* **Actions to take**
[a] List every example the sermon excerpt below gives of things blamed for failing to provide permanent satisfaction.
[b] According to the sermon excerpt below, how many times more salt does ocean water contain than the human body can safely ingest?
[c] From the sermon excerpt below, echo the part that opens with the words containing "Ocean water contains" and closes with "dies of thirst.".

* **Quoted passage**
┌────────

Well, sin is the problem that Paul talks about as Romans begins.
How can we get rid of sin? Not by giving in to the sin and “getting it over with” or “getting it out of our systems.” Thinking this is sheer deception, a way to justify our actions. Furthermore, sin does not decrease in a heart that is not yielded to God. Sin pours gas on a flame that explodes, resulting in death.
In one movie some shipwrecked men are left drifting aimlessly on the ocean in a lifeboat. As the days pass under the scorching sun, their rations of food and fresh water give out. The men grow deliriously thirsty. One night while the others are asleep, one man ignores all previous warnings and gulps down some salt water. He quickly dies.
Ocean water contains seven times more salt than the human body can safely ingest. Drinking it, a person dehydrates because the kidneys demand extra water to flush the overload of salt. The more salt water someone drinks, the thirstier he gets. He actually dies of thirst.
When we lust, we become like this man. We thirst desperately for something that looks like what we want. We don’t realize, however, that it is precisely the opposite of what we really need. In fact, it can kill us.
What we need is not another dose of deadly salt water, with so-called “benefits,” like those of sin, are fleeting, deceptive, and disastrous. Continuing in sin will only end in death. What we need is a dose of Living Water, whose “end” is eternal life![1]
God Has Made Himself Known to All
God Has Made Himself Known to All
Let’s take a look at how Paul introduces his teaching:
Read Romans 1:18-20
Romans 1:18–20 “The wrath of God is being revealed from heaven against all the godlessness and wickedness of people, who suppress the truth by their wickedness, since what may be known about God is plain to them, because God has made it plain to them. For since the creation of the world God’s invisible qualities—his eternal power and divine nature—have been clearly seen, being understood from what has been made, so that people are without excuse.”
Romans 1 leaves no room for one to claim that they didn’t know. There is a God sized hole inside of all mankind that can be filled with nothing but God.
Ecclesiastes 3:11 refers to God’s placing of "eternity in man’s heart." God made humanity for His eternal purpose, and only God can fulfill our desire for eternity. All religion is based on the innate desire to “connect” with God. This desire can only be fulfilled by God and therefore can be likened to a “God-shaped hole.”
We actually spent an entire message on these verses at the beginning of the year when I introduced our 2025 theme, Everyone Reach One, in a message called “Scratch It!” Everybody has an itch that needs to be scratched – it is the God sized hole that can be filled by only God. C.S. Lewis believed that mankind tries to solve it in either one of two “wrong ways” or the “right way”.
The 1st of the two wrong ways is blaming things that fail to provide permanent satisfaction: another vacation, another car, another wife or another husband. If they could just find ‘the real thing’.

└────────

* **Material shown**

┌────────

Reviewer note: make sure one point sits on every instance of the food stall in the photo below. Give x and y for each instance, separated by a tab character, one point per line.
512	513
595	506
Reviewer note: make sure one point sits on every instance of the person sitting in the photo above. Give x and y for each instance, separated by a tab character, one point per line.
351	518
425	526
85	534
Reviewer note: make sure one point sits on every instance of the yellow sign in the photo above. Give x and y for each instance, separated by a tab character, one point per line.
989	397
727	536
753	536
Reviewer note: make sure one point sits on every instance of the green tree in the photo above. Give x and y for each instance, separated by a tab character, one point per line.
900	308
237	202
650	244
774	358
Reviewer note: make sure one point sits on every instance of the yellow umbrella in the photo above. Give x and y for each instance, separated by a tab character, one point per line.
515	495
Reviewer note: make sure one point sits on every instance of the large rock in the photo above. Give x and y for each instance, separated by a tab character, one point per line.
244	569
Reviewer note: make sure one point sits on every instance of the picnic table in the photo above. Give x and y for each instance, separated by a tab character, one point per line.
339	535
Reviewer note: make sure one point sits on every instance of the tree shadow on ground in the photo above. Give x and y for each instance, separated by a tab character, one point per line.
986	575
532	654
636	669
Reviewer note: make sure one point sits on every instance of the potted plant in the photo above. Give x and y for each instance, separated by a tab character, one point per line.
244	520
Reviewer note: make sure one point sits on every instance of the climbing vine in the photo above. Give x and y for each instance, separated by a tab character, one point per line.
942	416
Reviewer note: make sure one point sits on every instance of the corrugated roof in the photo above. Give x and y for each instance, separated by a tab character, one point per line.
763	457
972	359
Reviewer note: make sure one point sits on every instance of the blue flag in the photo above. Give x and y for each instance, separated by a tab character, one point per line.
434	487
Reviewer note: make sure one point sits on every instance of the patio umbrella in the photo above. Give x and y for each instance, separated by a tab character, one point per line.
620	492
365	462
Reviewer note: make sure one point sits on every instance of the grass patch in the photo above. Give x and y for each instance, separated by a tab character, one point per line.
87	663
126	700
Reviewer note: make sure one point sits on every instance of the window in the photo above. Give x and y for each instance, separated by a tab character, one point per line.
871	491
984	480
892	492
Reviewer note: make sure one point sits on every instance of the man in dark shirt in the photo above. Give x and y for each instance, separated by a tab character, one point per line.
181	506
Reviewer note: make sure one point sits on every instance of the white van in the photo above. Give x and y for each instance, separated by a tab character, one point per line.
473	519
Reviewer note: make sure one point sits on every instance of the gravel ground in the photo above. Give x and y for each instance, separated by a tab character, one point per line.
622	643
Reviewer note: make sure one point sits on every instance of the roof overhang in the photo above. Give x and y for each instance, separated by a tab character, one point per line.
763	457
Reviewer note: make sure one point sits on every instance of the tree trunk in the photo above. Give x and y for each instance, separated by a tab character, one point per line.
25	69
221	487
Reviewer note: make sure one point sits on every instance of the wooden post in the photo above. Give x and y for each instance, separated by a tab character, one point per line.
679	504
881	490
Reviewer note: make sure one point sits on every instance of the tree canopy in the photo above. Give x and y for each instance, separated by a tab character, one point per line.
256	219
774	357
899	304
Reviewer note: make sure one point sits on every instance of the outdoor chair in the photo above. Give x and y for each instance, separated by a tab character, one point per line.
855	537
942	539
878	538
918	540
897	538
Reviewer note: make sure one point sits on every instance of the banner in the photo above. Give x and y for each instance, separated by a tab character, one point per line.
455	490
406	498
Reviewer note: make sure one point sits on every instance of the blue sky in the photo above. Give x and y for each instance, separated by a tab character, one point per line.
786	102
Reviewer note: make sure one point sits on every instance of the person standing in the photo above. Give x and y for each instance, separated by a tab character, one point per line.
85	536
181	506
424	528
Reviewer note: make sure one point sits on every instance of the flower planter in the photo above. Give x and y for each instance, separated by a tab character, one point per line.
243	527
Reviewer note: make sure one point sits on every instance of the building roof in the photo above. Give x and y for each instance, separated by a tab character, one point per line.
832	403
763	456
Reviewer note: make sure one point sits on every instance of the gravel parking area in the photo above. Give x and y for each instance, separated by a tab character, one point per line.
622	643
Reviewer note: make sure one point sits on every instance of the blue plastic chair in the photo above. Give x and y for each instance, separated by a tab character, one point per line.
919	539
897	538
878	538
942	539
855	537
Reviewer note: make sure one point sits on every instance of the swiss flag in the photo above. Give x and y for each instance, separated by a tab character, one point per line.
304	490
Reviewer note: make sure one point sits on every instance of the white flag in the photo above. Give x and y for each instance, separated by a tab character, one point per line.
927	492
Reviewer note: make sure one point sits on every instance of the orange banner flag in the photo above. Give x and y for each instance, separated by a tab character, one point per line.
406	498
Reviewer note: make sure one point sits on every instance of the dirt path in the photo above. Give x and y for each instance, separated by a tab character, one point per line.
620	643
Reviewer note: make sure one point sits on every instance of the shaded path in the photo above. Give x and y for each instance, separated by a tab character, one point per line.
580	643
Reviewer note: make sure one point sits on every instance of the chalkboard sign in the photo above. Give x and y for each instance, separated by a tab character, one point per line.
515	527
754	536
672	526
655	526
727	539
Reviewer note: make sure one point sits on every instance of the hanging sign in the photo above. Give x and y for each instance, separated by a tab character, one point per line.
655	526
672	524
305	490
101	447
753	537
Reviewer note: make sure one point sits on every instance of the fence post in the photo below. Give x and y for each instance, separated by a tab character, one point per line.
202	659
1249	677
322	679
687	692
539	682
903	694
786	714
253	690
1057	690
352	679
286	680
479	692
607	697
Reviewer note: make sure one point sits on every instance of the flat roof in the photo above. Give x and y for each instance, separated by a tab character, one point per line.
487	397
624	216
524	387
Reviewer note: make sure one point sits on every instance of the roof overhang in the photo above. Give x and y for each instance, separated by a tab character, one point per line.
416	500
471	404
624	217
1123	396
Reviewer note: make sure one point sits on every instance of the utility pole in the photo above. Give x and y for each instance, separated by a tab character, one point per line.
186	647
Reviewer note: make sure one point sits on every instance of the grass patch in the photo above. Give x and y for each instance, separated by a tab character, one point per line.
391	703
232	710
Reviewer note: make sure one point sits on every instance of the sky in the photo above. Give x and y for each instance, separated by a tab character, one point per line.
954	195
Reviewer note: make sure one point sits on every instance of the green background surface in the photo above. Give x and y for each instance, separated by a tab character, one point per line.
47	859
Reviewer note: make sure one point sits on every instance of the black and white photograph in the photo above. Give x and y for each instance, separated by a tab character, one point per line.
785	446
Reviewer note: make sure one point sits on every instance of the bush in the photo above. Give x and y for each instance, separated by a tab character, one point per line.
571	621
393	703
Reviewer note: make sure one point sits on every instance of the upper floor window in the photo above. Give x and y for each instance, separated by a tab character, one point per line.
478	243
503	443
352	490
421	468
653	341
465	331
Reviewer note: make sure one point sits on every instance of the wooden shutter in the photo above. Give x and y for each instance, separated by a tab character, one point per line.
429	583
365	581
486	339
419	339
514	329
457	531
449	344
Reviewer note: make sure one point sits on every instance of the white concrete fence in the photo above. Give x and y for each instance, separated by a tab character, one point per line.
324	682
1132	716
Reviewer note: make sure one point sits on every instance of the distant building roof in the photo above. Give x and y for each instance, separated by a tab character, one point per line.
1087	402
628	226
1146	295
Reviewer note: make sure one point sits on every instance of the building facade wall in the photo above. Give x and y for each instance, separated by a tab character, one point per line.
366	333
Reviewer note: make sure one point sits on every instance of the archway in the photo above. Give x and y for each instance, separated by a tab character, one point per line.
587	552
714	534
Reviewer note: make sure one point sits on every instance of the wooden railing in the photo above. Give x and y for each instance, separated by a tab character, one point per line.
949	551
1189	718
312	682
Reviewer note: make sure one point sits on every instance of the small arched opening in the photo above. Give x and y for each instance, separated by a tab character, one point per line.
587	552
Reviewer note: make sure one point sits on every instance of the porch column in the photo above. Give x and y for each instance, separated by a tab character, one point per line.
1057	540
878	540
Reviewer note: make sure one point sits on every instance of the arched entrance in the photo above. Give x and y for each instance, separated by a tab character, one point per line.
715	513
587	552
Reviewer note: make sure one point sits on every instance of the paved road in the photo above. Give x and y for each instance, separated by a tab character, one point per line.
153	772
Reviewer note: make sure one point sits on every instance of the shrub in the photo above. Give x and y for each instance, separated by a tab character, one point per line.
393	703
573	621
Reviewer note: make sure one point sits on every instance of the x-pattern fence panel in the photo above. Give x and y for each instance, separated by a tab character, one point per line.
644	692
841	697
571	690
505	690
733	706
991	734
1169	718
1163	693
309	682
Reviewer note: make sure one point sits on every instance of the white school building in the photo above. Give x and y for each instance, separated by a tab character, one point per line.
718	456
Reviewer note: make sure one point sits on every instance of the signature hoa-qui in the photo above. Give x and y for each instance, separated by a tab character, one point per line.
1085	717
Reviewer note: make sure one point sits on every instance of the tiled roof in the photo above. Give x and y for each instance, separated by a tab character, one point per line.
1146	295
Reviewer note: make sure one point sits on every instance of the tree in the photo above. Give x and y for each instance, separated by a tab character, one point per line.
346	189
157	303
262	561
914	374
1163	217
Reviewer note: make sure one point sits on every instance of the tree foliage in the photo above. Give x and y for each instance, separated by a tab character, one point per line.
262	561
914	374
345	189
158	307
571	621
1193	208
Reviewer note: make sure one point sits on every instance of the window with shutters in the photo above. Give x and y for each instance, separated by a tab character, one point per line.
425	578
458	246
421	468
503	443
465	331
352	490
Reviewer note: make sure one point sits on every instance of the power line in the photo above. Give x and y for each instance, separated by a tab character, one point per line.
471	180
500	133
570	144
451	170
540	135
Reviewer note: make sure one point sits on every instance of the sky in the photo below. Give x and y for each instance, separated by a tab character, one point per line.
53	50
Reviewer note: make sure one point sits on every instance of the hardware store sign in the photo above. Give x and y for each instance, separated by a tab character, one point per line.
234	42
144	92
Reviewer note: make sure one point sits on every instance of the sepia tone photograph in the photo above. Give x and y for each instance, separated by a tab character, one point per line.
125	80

└────────

* **Answers to the exercises**
[a] another vacation, another car, another wife, another husband

[b] Seven times more.

[c]
Ocean water contains seven times more salt than the human body can safely ingest. Drinking it, a person dehydrates because the kidneys demand extra water to flush the overload of salt. The more salt water someone drinks, the thirstier he gets. He actually dies of thirst.